--- Start of RECORDS SHOWN ---

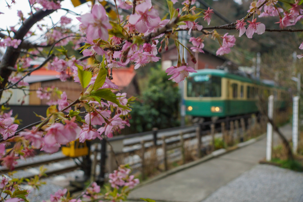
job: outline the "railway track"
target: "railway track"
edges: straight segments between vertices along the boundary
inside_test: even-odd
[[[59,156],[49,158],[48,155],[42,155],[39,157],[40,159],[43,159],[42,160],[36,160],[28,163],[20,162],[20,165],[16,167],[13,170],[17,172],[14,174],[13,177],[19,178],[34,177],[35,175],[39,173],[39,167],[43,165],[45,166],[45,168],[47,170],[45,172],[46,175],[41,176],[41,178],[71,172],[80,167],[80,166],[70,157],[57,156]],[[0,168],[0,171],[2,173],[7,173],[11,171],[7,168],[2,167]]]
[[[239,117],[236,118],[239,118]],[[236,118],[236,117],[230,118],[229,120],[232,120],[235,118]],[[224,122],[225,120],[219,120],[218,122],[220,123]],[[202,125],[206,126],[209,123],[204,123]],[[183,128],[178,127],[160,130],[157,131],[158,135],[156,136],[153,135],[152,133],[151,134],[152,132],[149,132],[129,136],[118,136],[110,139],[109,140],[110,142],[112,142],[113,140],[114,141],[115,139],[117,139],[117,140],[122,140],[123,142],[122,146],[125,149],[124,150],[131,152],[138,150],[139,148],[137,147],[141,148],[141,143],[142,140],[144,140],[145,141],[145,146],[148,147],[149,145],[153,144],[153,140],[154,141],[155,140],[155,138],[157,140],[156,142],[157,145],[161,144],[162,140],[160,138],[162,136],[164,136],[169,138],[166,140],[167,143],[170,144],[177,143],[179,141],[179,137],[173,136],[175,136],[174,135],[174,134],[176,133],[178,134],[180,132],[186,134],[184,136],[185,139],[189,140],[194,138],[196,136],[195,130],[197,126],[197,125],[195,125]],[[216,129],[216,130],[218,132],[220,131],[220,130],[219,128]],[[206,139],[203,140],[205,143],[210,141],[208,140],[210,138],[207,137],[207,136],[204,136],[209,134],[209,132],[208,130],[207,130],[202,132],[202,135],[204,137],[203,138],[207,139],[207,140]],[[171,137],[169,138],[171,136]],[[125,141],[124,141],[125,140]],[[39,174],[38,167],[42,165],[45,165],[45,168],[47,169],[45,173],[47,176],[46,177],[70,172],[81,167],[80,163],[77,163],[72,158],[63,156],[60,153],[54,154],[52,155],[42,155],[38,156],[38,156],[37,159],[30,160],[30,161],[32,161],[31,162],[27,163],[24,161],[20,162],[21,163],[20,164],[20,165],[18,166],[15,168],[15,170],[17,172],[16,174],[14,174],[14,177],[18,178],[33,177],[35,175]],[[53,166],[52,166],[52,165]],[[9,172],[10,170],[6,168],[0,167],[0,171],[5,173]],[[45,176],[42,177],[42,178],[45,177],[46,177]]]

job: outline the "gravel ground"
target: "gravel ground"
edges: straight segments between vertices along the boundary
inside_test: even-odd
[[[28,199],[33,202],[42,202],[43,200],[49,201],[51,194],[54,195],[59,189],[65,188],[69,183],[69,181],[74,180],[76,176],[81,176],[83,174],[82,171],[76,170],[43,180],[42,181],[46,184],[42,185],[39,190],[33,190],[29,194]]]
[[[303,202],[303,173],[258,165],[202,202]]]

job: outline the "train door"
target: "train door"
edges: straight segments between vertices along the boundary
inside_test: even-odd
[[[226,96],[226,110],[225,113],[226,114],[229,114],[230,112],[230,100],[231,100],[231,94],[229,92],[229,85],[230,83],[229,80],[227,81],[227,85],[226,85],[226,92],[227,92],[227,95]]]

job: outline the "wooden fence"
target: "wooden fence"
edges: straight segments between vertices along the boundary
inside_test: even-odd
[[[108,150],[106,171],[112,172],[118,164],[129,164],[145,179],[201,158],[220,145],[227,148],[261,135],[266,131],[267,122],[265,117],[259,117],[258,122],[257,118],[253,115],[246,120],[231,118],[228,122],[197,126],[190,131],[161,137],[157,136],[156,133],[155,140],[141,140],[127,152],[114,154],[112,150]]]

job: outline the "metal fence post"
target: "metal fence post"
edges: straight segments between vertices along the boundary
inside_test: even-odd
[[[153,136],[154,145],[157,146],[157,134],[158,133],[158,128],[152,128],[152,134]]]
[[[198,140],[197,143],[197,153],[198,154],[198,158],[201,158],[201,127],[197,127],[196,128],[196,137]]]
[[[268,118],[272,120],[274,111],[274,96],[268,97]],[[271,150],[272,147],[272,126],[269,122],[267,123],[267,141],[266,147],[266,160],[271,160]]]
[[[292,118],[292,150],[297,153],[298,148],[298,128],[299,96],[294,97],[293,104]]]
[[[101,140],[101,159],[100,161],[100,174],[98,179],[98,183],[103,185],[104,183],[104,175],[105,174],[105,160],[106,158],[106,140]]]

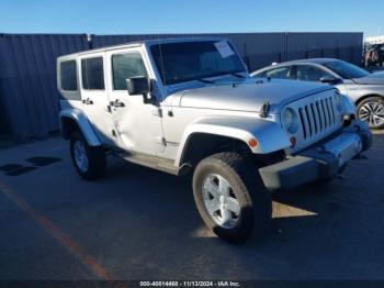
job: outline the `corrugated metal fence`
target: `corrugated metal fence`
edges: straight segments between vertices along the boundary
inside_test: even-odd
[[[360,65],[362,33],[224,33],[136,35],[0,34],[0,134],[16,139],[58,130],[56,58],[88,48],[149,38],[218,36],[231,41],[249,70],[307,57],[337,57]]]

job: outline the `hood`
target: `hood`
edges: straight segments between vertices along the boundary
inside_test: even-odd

--- End of RECORDS SHOWN ---
--- Start of RECORDS SHOWN ---

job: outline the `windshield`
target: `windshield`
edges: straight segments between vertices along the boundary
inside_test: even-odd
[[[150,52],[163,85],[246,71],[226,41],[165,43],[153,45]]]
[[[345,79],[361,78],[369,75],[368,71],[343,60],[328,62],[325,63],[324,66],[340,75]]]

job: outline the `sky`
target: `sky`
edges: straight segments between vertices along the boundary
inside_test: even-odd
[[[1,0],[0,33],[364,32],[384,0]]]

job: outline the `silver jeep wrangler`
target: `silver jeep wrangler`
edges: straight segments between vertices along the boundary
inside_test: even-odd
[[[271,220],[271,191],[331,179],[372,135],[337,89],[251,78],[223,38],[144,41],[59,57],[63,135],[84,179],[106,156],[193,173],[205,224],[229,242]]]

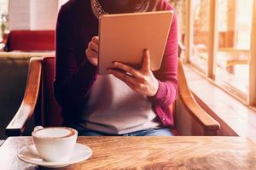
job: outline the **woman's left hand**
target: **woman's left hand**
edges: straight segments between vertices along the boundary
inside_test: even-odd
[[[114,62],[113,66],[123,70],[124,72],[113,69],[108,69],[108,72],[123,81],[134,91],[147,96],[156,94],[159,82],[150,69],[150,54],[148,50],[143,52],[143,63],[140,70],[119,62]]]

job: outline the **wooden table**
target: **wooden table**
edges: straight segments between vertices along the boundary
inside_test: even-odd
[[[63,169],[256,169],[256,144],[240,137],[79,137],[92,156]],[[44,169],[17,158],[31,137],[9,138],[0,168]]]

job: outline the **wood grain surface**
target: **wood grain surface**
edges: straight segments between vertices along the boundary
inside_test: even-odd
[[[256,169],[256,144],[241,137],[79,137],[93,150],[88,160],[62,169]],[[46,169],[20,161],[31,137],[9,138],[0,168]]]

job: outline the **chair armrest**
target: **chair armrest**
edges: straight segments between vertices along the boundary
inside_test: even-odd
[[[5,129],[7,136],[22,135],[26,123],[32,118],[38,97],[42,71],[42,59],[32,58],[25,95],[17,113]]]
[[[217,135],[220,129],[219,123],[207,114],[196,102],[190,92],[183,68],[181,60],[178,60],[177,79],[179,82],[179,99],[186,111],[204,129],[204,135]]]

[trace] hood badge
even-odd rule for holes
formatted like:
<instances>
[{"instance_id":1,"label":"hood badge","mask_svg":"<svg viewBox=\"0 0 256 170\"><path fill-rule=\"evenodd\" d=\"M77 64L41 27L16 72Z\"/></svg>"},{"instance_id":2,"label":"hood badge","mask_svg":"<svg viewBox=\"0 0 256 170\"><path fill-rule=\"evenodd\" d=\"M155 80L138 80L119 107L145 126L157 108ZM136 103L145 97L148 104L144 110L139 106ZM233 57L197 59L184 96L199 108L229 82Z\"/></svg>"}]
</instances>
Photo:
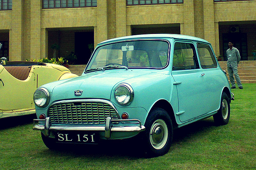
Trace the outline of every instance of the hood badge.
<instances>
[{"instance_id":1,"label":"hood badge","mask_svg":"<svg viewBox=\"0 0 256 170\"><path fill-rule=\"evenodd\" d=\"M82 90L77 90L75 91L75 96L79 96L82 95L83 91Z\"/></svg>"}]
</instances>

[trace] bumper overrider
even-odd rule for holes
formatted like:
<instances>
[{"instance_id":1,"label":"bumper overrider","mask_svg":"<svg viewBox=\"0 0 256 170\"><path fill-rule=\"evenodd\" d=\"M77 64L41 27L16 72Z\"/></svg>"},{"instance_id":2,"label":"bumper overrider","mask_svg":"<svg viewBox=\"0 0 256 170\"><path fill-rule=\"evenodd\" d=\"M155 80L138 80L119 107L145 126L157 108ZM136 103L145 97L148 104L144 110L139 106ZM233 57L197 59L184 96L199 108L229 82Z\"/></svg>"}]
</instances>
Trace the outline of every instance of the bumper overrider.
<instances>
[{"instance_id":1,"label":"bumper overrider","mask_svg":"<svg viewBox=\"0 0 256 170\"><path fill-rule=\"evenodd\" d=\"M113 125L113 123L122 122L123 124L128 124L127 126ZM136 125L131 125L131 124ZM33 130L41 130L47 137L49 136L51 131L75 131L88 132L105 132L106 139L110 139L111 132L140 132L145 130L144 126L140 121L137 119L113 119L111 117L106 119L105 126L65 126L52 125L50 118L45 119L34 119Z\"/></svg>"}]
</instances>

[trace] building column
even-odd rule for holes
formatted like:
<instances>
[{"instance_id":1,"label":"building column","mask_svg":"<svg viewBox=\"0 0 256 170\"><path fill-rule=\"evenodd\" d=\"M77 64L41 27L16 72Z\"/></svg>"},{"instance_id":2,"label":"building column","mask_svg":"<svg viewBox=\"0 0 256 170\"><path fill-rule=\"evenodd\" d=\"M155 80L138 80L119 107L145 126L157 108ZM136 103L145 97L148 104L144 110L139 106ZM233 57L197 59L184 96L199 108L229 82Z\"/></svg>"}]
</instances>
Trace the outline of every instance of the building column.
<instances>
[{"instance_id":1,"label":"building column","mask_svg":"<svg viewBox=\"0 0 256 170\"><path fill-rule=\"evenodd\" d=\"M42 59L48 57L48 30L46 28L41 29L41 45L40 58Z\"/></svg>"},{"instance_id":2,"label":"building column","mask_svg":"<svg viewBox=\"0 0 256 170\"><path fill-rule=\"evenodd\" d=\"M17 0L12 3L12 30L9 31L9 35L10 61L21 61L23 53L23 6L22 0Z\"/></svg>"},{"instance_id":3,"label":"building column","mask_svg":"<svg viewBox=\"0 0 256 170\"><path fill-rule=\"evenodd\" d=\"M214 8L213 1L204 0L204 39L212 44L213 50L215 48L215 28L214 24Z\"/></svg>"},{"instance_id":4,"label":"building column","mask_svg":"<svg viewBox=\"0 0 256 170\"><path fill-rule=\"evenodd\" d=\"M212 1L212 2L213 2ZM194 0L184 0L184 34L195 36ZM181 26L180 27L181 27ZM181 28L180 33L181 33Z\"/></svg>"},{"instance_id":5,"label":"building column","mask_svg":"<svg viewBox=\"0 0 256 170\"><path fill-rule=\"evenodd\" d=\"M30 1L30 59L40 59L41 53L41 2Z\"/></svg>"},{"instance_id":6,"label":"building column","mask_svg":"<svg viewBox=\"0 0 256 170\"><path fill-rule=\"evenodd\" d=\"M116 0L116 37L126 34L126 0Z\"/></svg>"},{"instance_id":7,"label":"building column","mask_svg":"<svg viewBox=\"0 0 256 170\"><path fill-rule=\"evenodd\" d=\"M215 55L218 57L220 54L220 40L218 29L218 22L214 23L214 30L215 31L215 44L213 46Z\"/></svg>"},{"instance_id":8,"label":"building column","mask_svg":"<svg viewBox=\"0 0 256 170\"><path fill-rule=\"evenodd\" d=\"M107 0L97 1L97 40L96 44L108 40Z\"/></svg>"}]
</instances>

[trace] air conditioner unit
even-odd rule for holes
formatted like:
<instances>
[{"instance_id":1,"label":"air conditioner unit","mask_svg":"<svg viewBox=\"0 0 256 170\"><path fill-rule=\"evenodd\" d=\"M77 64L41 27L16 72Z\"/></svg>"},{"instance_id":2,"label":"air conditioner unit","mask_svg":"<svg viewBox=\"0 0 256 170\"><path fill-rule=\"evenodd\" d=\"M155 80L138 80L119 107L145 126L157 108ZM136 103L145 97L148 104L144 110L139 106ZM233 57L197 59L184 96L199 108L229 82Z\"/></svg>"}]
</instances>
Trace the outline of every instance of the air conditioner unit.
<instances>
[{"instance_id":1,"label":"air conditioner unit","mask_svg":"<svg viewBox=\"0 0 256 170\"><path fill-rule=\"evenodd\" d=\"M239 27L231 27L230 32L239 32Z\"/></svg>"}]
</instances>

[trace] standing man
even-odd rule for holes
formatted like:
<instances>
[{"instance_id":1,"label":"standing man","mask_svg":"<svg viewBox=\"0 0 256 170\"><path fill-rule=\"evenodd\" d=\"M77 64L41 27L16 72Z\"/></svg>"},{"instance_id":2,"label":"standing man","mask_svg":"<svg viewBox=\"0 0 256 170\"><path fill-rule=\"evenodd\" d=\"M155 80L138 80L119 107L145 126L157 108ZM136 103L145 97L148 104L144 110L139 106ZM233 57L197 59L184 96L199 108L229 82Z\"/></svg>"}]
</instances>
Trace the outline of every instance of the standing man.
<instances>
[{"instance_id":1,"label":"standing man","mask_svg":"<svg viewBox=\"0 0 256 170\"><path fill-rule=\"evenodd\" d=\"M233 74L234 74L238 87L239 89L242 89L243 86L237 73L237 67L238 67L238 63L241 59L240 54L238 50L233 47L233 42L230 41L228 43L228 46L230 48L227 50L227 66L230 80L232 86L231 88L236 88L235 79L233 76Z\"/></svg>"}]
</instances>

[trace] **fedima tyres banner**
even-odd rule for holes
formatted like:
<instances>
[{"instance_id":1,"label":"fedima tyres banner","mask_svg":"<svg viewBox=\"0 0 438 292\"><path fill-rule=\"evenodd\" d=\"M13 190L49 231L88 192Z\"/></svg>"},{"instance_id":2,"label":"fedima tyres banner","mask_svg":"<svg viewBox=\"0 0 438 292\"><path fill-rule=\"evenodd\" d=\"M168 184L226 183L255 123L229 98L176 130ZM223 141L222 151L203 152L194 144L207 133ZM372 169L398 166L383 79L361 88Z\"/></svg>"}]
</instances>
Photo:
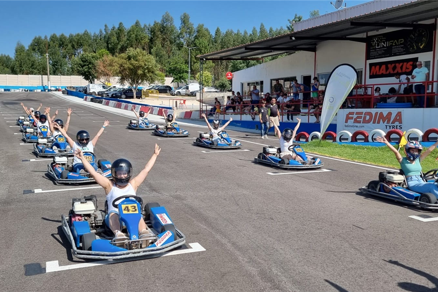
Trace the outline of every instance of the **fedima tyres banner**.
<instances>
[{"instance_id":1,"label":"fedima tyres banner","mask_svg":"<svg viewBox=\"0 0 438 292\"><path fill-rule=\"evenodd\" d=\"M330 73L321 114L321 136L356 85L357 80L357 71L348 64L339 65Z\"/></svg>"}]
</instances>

--- End of RECORDS SHOWN ---
--- Start of RECORDS SHOWN ---

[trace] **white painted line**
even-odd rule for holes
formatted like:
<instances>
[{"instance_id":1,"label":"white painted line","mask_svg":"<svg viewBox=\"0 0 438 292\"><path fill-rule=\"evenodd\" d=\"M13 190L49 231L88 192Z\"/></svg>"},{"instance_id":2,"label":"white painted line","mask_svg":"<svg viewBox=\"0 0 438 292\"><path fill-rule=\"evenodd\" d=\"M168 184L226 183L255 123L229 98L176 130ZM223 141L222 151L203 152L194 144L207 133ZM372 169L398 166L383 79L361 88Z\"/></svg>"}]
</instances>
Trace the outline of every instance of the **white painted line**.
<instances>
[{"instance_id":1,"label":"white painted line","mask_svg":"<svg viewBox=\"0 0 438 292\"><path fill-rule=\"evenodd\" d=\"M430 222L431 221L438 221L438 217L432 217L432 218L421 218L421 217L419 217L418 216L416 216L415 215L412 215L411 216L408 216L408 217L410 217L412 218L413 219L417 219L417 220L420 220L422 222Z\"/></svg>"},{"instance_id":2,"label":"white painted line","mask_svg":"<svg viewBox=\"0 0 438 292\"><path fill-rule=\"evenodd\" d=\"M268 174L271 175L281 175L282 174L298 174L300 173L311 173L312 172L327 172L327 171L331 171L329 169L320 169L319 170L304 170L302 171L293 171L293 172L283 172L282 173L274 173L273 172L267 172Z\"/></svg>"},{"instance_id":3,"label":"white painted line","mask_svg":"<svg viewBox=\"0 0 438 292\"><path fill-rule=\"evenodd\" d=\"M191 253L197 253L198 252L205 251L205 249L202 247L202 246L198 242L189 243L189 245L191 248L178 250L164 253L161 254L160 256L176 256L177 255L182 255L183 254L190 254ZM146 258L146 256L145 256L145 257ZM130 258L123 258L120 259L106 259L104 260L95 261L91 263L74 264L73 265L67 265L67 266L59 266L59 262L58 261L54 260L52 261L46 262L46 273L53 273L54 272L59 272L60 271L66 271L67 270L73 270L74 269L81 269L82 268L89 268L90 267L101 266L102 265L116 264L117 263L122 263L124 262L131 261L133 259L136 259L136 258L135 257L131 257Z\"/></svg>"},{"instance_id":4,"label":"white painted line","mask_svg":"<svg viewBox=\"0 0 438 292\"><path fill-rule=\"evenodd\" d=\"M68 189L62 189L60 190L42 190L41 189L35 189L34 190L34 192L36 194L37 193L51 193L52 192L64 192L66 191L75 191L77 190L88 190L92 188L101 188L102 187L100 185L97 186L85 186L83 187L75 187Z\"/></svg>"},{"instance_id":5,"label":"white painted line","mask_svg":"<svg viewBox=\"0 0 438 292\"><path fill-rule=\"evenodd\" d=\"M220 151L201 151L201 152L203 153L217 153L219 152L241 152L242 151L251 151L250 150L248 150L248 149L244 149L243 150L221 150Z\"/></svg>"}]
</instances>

--- End of RECORDS SHOWN ---

### WRITTEN INSTRUCTION
Which lines of the records contain the word "door"? Copy each of them, matching case exactly.

### OUTPUT
job: outline the "train door"
target: "train door"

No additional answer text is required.